- [Record set]:
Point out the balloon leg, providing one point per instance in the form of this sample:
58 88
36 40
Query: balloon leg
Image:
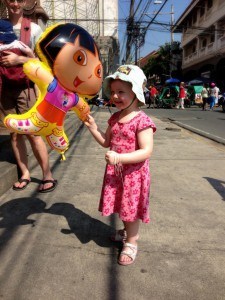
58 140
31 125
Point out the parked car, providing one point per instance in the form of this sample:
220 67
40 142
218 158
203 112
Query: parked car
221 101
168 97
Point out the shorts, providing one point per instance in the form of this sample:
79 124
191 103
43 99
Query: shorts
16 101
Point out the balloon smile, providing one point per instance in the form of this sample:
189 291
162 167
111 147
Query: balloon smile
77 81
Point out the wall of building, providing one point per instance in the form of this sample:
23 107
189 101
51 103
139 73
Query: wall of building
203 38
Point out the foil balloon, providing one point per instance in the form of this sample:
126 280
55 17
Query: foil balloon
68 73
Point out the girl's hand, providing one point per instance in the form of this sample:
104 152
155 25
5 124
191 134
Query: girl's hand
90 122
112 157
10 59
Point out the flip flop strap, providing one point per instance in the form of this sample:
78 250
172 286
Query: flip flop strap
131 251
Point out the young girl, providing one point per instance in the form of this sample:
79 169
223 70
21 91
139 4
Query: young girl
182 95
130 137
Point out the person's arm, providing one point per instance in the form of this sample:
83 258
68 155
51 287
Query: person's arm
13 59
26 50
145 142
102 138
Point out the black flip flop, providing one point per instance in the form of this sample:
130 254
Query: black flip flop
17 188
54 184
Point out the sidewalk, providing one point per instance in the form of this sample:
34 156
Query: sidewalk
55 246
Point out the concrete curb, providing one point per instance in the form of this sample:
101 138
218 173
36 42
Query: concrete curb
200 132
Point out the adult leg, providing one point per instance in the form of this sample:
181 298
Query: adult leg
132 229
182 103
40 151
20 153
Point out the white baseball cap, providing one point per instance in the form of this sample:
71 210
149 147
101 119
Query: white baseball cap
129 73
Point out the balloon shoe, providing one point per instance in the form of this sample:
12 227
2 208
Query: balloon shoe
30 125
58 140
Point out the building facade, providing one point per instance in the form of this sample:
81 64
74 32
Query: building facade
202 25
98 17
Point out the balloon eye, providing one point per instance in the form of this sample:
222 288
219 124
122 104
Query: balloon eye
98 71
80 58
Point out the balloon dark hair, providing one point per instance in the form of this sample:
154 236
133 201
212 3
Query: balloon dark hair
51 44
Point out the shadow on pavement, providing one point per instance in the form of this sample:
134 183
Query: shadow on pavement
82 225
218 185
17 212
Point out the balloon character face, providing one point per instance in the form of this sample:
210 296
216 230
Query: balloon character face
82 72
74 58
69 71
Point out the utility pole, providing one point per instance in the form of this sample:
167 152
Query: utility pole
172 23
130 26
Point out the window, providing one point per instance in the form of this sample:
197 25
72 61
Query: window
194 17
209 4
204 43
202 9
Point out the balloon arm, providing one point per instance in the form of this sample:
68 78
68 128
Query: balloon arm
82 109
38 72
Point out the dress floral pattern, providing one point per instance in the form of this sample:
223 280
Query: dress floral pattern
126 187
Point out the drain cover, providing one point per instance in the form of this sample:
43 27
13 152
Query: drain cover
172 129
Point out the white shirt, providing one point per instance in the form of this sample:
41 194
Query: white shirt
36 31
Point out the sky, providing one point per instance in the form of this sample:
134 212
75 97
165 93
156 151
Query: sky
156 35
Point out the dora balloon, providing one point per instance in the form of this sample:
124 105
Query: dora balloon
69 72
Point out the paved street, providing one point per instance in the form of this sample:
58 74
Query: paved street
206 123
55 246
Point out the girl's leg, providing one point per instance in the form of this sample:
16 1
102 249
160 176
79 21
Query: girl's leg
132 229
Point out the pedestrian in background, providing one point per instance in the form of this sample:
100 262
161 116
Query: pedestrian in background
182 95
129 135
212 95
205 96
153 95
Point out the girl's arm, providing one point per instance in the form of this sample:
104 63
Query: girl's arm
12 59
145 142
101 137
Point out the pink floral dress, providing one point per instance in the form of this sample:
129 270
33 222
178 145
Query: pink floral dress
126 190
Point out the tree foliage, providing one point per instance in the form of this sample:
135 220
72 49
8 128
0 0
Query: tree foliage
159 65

---

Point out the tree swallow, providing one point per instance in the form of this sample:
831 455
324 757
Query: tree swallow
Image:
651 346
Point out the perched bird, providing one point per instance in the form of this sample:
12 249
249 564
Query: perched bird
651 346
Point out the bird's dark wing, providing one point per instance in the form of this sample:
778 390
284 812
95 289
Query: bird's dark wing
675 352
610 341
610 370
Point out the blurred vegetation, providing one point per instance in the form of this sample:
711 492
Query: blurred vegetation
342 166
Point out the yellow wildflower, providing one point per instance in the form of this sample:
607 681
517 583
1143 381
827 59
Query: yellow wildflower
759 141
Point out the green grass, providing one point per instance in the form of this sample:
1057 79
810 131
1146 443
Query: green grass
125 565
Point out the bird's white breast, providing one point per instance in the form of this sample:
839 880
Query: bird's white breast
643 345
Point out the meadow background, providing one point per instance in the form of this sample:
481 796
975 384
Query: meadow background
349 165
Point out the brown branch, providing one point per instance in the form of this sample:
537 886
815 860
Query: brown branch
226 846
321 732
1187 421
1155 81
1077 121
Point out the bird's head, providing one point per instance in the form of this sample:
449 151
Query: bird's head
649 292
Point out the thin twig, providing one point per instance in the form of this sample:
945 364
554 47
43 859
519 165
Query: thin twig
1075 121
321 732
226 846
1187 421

- [Task prompt]: Tally the lines of the material above that contain the word "vegetation", matching case exactly. Reply with the number alone.

- [Result for this exercise]: 2